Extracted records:
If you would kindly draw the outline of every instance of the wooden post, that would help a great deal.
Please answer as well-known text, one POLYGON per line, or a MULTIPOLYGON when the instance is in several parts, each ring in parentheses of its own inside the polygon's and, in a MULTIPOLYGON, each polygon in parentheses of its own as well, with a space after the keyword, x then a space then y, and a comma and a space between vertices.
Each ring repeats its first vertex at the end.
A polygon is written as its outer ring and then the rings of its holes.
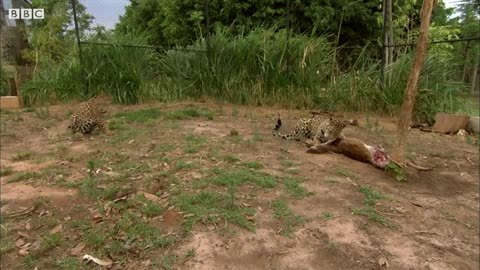
POLYGON ((415 98, 417 96, 417 84, 420 77, 425 55, 427 52, 428 28, 430 27, 430 18, 432 17, 433 6, 436 0, 424 0, 421 10, 420 33, 415 50, 415 59, 408 76, 407 89, 403 96, 403 103, 400 111, 400 118, 397 127, 397 145, 392 151, 392 160, 405 166, 405 148, 407 144, 407 130, 412 119, 415 98))
POLYGON ((475 60, 475 66, 473 66, 473 71, 472 71, 472 86, 470 89, 470 94, 473 96, 475 91, 478 88, 478 65, 479 65, 480 59, 477 57, 475 60))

GIVEN TASK: Write out every one of the lines above verbatim, leaving out the picture.

ANSWER TO THIS TASK:
If you would kindly draw the outline of every instance of the wooden post, that would help a great deal.
Please answer as well-known text, one POLYGON per line, or a MULTIPOLYGON when the instance is in several parts, each ring in parentheses of its own inside the polygon's and, in a MULTIPOLYGON, each polygon in parentheses of its own as well, with a space after the keyword, x then a space then y, and a comma and a space between vertices.
Each ring repeats its first vertex at the end.
A polygon is written as its outer ring and then the rings of its holes.
POLYGON ((415 98, 417 96, 417 84, 420 77, 425 55, 427 52, 428 28, 430 27, 430 18, 432 17, 433 6, 436 0, 424 0, 421 10, 420 33, 415 50, 415 59, 408 76, 407 89, 403 96, 403 103, 400 111, 400 118, 397 127, 397 145, 392 151, 392 160, 405 166, 405 148, 407 144, 407 130, 412 119, 415 98))
POLYGON ((475 60, 475 66, 473 66, 473 71, 472 71, 472 86, 470 89, 470 94, 473 96, 475 91, 478 88, 478 65, 479 65, 480 59, 477 57, 475 60))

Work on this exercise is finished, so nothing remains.